● BRIEF
Copy the lines from the start of the records through the line that contains "60, 368, 75, 385", inclusive, keeping the requests as they are. Increase every bounding-box coordinate in the answers by 19.

Start of DATA SHOWN

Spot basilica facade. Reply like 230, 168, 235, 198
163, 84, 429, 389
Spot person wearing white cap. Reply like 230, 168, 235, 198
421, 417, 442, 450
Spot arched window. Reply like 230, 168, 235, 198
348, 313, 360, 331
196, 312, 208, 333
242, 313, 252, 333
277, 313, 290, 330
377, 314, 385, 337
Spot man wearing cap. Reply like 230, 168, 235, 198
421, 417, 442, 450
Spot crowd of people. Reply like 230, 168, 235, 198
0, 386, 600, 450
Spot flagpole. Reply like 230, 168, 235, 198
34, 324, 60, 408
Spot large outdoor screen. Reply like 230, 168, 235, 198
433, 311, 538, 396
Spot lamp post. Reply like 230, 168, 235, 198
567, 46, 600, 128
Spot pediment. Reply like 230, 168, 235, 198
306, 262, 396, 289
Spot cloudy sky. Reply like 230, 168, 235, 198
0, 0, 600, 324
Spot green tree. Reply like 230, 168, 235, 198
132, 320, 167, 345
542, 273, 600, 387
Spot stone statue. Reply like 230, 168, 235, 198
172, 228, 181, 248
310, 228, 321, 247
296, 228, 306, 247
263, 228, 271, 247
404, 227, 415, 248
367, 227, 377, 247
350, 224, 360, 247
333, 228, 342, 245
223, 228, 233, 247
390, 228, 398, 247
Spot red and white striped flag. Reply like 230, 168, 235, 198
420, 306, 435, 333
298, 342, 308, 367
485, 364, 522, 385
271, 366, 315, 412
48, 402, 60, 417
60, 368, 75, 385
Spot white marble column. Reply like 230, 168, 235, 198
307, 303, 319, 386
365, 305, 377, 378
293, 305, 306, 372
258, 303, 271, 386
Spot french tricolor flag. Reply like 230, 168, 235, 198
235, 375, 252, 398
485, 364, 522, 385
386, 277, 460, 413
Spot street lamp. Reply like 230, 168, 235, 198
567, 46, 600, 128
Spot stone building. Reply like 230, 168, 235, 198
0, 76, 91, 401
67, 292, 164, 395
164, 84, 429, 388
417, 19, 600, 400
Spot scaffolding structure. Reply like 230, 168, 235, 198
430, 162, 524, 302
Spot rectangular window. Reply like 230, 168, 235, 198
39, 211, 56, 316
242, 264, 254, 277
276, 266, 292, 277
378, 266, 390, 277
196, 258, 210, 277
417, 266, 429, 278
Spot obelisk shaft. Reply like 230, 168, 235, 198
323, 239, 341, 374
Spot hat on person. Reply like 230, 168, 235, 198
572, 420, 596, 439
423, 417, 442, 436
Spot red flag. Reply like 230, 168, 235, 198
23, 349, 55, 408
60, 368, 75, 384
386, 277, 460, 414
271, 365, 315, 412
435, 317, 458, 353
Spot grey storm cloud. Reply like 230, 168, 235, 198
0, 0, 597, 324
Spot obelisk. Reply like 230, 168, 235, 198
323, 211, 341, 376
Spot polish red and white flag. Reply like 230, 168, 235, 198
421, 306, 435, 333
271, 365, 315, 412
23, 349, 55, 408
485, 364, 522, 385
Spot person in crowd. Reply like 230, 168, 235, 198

End of DATA SHOWN

● SOLUTION TO THE PROBLEM
Spot basilica facade. Reply like 230, 168, 235, 198
182, 103, 448, 408
Spot person wearing white cap. Reply like 230, 168, 235, 198
440, 436, 461, 469
Spot arched window. Reply like 230, 168, 235, 198
367, 332, 379, 350
215, 331, 227, 352
261, 332, 271, 352
296, 332, 309, 349
396, 333, 404, 356
Spot man wearing cap. Reply like 230, 168, 235, 198
440, 436, 461, 469
Spot crowd of people. Reply like 230, 168, 235, 198
19, 405, 619, 469
Spot flagpole. Reply like 230, 168, 235, 198
53, 343, 79, 427
Spot large outdoor screen. Reply like 230, 168, 235, 198
452, 330, 557, 415
Spot lamp post. Reply like 230, 168, 235, 198
586, 65, 619, 147
Spot pediment. Reply like 230, 168, 235, 198
325, 281, 415, 308
Spot cloudy sky. Reply like 230, 168, 235, 198
19, 19, 619, 343
Spot green tree. Reply like 230, 168, 235, 198
151, 339, 186, 364
561, 292, 619, 406
Spot stone statue. Reply like 230, 168, 235, 198
191, 247, 200, 267
329, 247, 340, 266
315, 247, 325, 266
282, 247, 290, 266
423, 246, 434, 267
386, 246, 396, 266
369, 243, 379, 266
352, 247, 361, 264
242, 247, 252, 266
409, 247, 417, 266
Spot red and white striped flag. Reply like 230, 168, 235, 198
439, 325, 454, 352
317, 361, 327, 386
504, 383, 541, 404
290, 385, 334, 431
67, 421, 79, 436
79, 387, 94, 404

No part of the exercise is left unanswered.